Exercise goal:
List every line in the data below that contains the word "stripe".

[Records from a data source]

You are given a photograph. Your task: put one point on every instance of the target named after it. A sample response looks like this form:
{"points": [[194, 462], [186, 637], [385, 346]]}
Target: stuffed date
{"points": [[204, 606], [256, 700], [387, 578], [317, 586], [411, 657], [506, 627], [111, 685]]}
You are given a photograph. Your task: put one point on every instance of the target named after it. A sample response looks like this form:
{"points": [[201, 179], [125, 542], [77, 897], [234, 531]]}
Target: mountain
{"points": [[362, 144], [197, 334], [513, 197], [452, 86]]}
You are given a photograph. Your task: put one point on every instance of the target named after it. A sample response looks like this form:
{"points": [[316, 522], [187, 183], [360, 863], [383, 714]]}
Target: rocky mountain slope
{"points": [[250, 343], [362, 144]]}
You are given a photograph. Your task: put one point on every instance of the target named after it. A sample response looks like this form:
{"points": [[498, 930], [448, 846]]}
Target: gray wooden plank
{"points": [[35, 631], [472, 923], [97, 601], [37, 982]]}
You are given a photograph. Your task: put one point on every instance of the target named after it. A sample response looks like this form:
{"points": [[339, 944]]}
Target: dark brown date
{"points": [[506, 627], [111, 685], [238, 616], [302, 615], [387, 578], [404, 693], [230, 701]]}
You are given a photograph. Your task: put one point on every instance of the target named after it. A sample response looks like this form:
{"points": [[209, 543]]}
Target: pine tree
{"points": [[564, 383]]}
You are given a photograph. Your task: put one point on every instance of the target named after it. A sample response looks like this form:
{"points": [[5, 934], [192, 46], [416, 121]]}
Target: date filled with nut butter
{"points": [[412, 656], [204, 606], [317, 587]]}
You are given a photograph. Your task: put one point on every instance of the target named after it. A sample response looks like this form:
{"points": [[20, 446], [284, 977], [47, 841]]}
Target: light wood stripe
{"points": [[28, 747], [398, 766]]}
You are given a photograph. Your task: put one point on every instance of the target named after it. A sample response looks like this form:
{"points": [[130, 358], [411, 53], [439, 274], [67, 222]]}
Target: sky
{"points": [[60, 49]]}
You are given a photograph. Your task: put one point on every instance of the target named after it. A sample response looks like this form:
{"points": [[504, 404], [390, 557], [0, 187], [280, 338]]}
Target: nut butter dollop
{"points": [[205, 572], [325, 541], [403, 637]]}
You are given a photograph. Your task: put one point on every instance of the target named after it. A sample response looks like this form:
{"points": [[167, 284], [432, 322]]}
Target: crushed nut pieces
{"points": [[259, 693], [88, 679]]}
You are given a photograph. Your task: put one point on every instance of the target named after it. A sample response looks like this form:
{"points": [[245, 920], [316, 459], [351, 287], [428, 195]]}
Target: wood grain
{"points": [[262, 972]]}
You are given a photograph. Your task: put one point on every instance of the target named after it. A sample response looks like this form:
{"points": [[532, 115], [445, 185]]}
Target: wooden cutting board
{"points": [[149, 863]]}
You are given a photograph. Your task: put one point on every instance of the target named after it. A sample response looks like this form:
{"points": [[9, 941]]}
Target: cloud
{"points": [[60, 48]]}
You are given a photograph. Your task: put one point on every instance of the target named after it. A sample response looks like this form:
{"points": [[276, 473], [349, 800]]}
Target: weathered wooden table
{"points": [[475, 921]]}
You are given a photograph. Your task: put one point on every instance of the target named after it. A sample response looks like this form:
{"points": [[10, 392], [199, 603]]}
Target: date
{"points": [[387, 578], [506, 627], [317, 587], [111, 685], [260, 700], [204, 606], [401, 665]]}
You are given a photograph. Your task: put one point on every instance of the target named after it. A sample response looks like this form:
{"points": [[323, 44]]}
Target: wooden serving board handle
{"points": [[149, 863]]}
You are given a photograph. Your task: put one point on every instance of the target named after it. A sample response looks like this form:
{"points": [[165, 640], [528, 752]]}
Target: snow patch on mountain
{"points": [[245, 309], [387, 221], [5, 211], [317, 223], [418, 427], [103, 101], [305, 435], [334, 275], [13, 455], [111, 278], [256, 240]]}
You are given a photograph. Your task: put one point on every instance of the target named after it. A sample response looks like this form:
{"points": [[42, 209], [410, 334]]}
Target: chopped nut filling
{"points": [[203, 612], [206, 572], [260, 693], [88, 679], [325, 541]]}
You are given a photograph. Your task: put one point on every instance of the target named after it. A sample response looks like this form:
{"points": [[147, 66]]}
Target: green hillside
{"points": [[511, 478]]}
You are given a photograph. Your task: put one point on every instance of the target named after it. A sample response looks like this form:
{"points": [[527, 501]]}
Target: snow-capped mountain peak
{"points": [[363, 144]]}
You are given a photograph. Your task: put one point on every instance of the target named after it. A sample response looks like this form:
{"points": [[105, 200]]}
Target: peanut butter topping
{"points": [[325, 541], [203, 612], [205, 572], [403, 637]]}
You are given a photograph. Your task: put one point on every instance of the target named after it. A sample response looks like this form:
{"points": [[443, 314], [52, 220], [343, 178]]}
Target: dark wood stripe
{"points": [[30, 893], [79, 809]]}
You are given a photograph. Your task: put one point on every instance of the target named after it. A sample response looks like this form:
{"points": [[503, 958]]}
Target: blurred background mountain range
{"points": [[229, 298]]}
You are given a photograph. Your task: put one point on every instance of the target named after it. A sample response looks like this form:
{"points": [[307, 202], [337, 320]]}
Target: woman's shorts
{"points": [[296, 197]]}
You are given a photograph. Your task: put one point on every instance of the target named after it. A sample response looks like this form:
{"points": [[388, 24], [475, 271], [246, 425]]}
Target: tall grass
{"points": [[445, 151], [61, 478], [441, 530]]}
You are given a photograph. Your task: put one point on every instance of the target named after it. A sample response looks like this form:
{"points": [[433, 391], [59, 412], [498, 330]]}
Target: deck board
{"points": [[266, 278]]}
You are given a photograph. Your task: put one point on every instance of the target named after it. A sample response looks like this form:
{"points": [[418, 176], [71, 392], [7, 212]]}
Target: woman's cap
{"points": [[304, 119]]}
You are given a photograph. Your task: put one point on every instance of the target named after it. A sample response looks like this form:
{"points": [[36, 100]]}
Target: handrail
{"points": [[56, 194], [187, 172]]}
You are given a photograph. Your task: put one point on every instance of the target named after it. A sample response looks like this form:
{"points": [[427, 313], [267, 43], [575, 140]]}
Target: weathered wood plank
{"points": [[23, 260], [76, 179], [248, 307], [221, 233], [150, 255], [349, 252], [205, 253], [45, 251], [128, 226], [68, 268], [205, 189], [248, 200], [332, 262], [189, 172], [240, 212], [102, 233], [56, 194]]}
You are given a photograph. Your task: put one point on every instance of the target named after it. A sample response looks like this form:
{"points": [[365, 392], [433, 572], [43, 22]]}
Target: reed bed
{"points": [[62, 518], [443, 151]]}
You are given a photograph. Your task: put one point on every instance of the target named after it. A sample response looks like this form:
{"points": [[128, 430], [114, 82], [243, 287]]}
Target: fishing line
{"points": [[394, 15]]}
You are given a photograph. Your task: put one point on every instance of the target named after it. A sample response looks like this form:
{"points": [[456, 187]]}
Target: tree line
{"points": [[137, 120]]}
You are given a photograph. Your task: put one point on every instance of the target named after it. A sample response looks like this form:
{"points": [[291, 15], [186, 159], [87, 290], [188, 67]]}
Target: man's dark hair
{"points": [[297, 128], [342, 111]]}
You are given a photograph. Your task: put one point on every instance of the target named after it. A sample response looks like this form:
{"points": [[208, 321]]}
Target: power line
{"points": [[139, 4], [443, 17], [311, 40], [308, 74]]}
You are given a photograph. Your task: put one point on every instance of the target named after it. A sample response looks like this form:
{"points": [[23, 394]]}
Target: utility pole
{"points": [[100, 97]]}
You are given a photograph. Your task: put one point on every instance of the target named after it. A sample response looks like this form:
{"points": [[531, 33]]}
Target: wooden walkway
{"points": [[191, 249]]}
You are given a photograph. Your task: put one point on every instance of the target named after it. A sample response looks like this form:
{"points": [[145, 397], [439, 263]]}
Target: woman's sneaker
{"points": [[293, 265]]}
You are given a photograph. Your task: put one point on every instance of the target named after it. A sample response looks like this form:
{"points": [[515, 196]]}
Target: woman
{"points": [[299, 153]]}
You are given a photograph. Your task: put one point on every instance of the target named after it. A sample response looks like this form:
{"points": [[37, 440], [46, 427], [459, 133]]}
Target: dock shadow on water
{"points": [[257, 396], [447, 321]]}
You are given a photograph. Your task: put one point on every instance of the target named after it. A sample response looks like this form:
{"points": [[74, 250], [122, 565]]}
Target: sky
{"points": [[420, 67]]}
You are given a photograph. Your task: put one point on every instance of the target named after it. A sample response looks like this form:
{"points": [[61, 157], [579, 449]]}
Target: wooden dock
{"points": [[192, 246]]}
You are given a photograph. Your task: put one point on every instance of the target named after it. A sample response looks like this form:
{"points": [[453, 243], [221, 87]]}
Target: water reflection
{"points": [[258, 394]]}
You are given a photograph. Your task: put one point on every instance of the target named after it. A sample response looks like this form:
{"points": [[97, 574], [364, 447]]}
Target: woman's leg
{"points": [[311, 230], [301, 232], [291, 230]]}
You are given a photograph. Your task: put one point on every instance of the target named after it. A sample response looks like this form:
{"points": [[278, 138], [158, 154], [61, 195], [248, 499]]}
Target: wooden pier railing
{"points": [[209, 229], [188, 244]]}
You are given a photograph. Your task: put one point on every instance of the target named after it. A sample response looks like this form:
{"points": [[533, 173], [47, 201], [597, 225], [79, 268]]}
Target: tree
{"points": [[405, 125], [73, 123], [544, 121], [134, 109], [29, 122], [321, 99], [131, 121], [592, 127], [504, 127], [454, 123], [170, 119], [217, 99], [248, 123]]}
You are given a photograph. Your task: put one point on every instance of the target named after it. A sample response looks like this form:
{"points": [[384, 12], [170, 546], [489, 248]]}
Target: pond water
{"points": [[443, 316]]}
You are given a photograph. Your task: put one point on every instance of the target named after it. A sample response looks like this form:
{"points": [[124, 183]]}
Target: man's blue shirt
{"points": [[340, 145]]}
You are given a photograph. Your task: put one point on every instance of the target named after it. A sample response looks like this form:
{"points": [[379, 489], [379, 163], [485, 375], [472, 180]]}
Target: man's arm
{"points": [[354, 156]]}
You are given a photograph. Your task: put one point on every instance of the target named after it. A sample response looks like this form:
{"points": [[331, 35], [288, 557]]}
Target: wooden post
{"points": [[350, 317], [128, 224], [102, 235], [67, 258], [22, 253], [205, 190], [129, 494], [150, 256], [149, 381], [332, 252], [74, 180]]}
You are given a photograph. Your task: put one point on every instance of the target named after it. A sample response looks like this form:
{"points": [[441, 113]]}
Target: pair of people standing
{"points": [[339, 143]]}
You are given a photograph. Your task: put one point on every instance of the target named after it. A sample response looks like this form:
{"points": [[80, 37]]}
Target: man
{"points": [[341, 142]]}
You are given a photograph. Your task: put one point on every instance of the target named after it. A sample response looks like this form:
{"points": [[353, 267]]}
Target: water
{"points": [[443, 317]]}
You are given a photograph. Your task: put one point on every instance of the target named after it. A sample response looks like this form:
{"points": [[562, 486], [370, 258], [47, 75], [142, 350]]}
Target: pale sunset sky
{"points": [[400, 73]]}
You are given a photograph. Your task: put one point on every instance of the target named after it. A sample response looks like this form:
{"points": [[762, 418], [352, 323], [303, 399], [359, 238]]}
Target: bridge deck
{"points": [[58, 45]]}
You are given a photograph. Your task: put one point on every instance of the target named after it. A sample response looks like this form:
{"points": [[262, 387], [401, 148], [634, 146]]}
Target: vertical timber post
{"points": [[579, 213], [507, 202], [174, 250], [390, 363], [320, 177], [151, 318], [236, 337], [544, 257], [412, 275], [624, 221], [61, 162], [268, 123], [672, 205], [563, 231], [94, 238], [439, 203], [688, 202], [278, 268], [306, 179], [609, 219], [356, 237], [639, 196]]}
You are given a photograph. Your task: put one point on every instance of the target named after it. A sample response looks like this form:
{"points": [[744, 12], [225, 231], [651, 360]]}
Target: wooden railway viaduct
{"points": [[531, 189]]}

Output of the exercise:
Target: light wood stripe
Target: dark wood stripe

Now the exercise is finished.